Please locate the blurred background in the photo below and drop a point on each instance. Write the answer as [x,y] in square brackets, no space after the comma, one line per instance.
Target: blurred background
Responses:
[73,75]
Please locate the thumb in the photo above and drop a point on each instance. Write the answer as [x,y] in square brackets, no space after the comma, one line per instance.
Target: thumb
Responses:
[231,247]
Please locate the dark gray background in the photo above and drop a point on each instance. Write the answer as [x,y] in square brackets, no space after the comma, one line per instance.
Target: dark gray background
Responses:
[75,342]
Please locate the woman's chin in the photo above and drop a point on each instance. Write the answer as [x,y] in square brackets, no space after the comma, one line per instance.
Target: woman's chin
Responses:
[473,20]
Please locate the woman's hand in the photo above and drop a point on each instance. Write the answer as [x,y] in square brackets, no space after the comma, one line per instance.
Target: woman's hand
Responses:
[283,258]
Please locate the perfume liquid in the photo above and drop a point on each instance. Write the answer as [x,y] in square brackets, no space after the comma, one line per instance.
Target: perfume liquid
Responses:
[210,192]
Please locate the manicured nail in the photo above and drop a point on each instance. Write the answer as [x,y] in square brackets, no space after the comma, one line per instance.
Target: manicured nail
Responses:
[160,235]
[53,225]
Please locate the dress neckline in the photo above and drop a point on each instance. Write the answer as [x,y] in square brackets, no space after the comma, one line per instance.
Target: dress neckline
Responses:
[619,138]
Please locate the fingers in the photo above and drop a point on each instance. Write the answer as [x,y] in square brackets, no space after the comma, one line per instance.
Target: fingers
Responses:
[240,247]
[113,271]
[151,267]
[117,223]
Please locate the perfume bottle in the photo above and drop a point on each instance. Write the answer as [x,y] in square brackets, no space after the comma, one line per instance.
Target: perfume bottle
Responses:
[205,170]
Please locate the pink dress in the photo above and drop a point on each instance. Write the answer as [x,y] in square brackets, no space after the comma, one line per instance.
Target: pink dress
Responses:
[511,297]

■ ■ ■ ■ ■

Work out how many lines in the records above include the string "nail", and provide that figure with no other text.

2